Saved entries

-*-

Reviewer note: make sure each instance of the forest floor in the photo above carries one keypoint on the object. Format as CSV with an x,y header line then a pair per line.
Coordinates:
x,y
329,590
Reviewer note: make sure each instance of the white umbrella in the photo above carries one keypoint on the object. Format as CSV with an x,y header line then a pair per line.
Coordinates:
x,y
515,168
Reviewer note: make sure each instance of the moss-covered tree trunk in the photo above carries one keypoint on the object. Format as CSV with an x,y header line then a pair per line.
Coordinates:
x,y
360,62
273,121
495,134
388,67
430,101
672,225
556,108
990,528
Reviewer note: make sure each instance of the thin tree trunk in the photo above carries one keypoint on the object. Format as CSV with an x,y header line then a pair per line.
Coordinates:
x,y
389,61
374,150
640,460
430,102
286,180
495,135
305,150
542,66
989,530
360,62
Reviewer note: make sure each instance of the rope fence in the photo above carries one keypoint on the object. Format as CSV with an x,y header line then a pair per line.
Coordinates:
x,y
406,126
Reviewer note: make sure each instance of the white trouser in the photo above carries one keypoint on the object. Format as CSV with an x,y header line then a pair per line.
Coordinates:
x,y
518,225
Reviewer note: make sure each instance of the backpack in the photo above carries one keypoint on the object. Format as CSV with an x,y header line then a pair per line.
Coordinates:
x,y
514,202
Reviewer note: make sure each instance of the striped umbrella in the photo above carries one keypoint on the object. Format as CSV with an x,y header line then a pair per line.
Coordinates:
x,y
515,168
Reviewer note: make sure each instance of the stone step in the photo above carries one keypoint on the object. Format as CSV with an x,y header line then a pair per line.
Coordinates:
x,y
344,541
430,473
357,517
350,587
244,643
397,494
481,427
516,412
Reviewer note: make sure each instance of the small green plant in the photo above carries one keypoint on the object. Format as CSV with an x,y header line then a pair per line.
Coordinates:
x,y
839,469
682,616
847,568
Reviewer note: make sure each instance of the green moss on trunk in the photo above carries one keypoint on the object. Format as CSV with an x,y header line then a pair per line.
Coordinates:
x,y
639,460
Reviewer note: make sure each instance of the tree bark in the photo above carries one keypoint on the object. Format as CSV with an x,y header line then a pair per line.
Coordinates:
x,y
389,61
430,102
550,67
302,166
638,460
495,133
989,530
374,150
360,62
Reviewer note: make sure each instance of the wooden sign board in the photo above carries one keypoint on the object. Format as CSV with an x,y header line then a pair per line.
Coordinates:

-*-

» **Problem**
If the string "umbrella" appears in a line of the entries, report the line.

» **Expected answer**
Reviewer note: make sure each instance of the white umbrella in the photo above carries one keypoint on the object. Format as CSV with an x,y header line then a pair per line.
Reviewer note: make sure each instance of the striped umbrella in the photo above carries one keypoint on the object. Format as CSV with an x,y header line then a pair per line.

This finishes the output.